What to produce
Count how many lines in the records below contain the string "gray", with uppercase and lowercase treated as different. Reply with the number alone.

Data rows
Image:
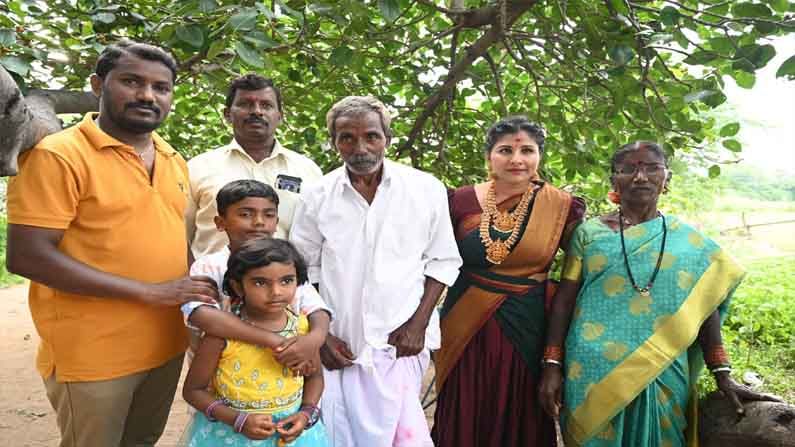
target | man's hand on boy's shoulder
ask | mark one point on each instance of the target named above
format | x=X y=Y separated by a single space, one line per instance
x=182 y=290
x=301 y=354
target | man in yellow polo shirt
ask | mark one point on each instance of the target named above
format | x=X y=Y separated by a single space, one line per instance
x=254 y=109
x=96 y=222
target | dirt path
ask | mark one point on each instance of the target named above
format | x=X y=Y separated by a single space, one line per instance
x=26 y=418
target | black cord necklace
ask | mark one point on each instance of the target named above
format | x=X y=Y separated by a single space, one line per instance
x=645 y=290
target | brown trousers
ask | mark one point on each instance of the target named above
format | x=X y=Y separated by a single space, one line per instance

==

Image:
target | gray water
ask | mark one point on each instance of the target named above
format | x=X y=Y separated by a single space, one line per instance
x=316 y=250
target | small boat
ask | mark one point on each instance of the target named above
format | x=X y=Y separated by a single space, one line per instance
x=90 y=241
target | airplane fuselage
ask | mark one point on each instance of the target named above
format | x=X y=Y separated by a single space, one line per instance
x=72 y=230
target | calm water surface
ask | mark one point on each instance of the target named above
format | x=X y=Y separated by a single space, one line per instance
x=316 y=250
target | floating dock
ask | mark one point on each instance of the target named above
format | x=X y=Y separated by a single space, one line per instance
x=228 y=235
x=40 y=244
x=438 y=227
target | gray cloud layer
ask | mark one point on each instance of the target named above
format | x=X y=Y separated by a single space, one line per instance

---

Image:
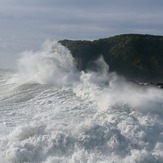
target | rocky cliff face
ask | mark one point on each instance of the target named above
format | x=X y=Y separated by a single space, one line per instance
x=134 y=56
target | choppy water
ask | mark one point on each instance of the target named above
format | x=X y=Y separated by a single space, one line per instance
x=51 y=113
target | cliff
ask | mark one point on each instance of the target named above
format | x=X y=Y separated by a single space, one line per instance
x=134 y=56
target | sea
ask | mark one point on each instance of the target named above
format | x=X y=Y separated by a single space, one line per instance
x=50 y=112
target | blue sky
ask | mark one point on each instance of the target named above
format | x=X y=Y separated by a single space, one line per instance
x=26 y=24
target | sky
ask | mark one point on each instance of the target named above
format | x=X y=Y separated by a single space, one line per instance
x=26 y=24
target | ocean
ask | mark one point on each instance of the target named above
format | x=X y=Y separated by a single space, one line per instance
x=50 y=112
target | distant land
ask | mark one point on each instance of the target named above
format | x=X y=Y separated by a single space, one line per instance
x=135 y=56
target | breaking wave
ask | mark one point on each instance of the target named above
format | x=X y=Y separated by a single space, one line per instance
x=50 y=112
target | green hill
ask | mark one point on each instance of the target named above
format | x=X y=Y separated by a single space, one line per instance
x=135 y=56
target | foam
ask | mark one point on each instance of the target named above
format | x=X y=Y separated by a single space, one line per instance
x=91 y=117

Task output
2